* **WRITTEN PROBLEM**
Count the lines in the rows below that contain the string "bare". Give only the number.

[Rows from a dataset]

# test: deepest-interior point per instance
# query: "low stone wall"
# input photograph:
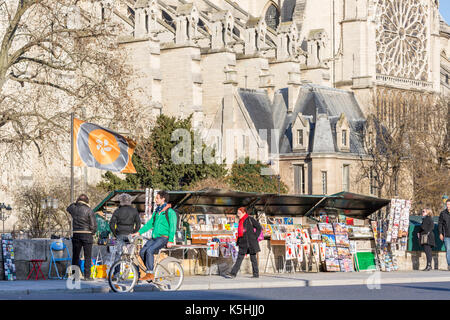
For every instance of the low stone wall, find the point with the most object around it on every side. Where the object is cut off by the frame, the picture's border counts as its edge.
(26, 250)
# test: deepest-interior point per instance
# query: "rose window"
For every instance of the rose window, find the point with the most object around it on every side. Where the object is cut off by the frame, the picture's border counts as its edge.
(401, 38)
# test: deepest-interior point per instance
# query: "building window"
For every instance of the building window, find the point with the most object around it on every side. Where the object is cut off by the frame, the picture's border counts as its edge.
(346, 177)
(300, 137)
(324, 182)
(344, 138)
(272, 17)
(373, 183)
(299, 179)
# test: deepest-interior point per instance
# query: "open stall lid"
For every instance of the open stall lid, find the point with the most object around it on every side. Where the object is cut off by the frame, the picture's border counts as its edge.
(219, 201)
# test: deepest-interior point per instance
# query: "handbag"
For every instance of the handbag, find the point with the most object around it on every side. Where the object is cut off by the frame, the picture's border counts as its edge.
(261, 235)
(424, 238)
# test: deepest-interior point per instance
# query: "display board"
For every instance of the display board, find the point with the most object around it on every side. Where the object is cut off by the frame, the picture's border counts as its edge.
(391, 234)
(8, 257)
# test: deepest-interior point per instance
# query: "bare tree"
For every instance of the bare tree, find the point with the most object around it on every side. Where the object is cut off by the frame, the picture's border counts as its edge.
(58, 57)
(38, 222)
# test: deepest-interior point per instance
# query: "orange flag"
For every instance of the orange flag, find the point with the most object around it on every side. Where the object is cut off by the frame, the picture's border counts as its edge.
(101, 148)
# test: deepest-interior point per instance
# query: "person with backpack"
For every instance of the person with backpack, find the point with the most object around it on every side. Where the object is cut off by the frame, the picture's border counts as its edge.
(248, 235)
(164, 224)
(124, 221)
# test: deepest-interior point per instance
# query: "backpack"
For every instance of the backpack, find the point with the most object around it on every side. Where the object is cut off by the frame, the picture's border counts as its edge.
(179, 232)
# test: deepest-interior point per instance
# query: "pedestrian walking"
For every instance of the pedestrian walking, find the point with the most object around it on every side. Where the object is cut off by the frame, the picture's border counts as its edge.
(248, 232)
(84, 225)
(426, 236)
(444, 229)
(124, 221)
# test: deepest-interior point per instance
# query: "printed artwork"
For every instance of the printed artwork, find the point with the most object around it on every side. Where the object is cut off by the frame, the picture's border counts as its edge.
(340, 229)
(290, 251)
(213, 249)
(332, 265)
(8, 257)
(322, 249)
(315, 248)
(346, 265)
(325, 228)
(299, 251)
(331, 253)
(343, 253)
(315, 233)
(329, 239)
(342, 241)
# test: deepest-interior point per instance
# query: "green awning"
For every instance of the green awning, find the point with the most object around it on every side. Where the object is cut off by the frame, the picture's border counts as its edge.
(219, 201)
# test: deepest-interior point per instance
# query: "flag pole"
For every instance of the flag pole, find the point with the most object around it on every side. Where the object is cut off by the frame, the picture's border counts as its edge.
(71, 159)
(72, 198)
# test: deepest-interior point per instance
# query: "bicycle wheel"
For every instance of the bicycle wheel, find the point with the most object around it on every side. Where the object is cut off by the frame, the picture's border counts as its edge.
(123, 276)
(169, 275)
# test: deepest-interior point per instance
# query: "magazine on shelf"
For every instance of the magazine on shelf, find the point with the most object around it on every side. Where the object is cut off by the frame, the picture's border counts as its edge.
(329, 239)
(315, 233)
(340, 229)
(342, 241)
(343, 253)
(325, 228)
(332, 265)
(331, 253)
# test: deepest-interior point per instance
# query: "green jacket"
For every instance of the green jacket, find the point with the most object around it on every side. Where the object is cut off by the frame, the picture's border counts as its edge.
(158, 223)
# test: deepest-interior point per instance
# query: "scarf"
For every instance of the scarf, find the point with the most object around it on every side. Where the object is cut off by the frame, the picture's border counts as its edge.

* **ANSWER TO THIS TASK**
2